**Work task**
Your copy of the entries below should hold exactly the lines from the one containing "Target: green bush" to the one containing "Target: red pomegranate", inclusive, and no pictures.
= Beginning of Section =
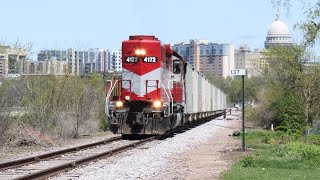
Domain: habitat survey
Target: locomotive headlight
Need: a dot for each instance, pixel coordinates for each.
(140, 52)
(156, 104)
(119, 104)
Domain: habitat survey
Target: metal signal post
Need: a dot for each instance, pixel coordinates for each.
(241, 72)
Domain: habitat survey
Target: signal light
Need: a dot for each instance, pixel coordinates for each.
(119, 104)
(156, 104)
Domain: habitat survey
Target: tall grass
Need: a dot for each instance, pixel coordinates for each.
(278, 155)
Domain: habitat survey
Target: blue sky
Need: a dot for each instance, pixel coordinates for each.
(61, 24)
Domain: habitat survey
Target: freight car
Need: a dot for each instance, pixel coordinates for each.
(158, 90)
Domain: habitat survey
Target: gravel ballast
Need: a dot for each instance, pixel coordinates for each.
(148, 163)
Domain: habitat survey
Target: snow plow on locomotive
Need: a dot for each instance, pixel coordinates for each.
(158, 91)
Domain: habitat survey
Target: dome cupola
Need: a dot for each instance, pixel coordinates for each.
(278, 33)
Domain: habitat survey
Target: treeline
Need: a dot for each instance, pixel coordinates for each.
(60, 106)
(287, 94)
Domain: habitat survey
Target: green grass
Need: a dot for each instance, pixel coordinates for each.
(277, 155)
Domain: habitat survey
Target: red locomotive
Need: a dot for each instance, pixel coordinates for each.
(156, 91)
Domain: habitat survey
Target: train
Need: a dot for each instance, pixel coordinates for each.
(158, 91)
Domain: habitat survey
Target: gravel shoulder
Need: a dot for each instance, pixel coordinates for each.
(204, 152)
(209, 160)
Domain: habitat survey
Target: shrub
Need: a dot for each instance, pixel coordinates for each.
(289, 114)
(247, 161)
(306, 151)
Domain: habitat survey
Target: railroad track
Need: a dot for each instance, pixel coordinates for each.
(46, 165)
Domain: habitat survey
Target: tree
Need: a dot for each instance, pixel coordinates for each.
(291, 74)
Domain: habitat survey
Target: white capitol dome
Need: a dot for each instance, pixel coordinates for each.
(278, 33)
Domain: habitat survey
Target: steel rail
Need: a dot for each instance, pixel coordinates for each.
(29, 160)
(67, 166)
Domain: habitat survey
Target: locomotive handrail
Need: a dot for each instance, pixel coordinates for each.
(108, 96)
(170, 97)
(170, 93)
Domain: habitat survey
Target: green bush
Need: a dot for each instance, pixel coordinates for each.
(306, 151)
(289, 114)
(247, 161)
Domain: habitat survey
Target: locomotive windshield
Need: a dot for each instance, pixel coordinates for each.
(176, 67)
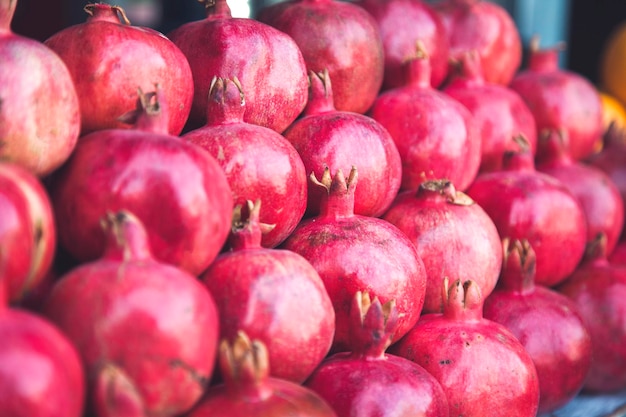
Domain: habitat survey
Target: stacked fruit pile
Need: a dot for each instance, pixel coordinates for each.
(332, 209)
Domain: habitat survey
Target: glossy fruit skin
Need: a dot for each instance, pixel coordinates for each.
(143, 348)
(401, 23)
(337, 36)
(453, 235)
(268, 63)
(109, 59)
(39, 115)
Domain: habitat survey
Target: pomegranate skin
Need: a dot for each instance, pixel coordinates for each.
(268, 63)
(339, 37)
(546, 322)
(40, 114)
(109, 59)
(453, 236)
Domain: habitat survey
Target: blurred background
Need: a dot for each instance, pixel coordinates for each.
(583, 24)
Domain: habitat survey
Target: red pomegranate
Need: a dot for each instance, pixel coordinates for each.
(483, 369)
(178, 190)
(453, 235)
(368, 381)
(327, 137)
(273, 295)
(109, 59)
(443, 142)
(498, 111)
(561, 99)
(337, 36)
(39, 111)
(268, 63)
(147, 332)
(353, 253)
(547, 324)
(259, 163)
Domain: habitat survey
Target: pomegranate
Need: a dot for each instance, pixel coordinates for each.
(352, 252)
(146, 352)
(327, 137)
(273, 295)
(527, 204)
(598, 195)
(401, 23)
(259, 163)
(268, 63)
(547, 324)
(178, 190)
(559, 98)
(39, 110)
(453, 235)
(250, 390)
(483, 369)
(443, 142)
(366, 380)
(486, 27)
(337, 36)
(498, 111)
(598, 289)
(109, 59)
(27, 231)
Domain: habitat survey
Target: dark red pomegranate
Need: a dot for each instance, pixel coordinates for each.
(486, 27)
(368, 381)
(598, 195)
(148, 331)
(453, 235)
(561, 99)
(359, 253)
(39, 111)
(483, 369)
(443, 142)
(337, 36)
(178, 190)
(527, 204)
(259, 162)
(273, 295)
(547, 324)
(109, 59)
(250, 390)
(498, 111)
(401, 23)
(267, 62)
(327, 137)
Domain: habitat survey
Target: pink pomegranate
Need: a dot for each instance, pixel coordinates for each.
= End of Section =
**Response for this exercise**
Target: green bush
Need: a dot for each instance, pixel coordinates for each.
(306, 151)
(289, 114)
(247, 161)
Domain: habitat survey
Target: locomotive windshield
Need: a dot for each instance, pixel coordinates for each.
(176, 67)
Domain: habitat survey
Target: stacked fruit pile
Need: a dot for each instance, pixel coordinates for each.
(332, 209)
Domain: habitat survey
Target: glossy fruit skin
Need: a dot for each instance, pixel coordinates for each.
(143, 348)
(401, 23)
(337, 36)
(453, 235)
(268, 63)
(109, 59)
(39, 115)
Domain: habitat survey
Target: pomegranate skin
Need: a dot for each instance, pixel coordinates for each.
(268, 63)
(339, 37)
(546, 322)
(40, 114)
(109, 59)
(453, 236)
Domain: habitat survey
Target: blurred background
Need: a dot for each instance, pixel coordinates for each.
(583, 24)
Domain: habitat survey
Target: red pomegranate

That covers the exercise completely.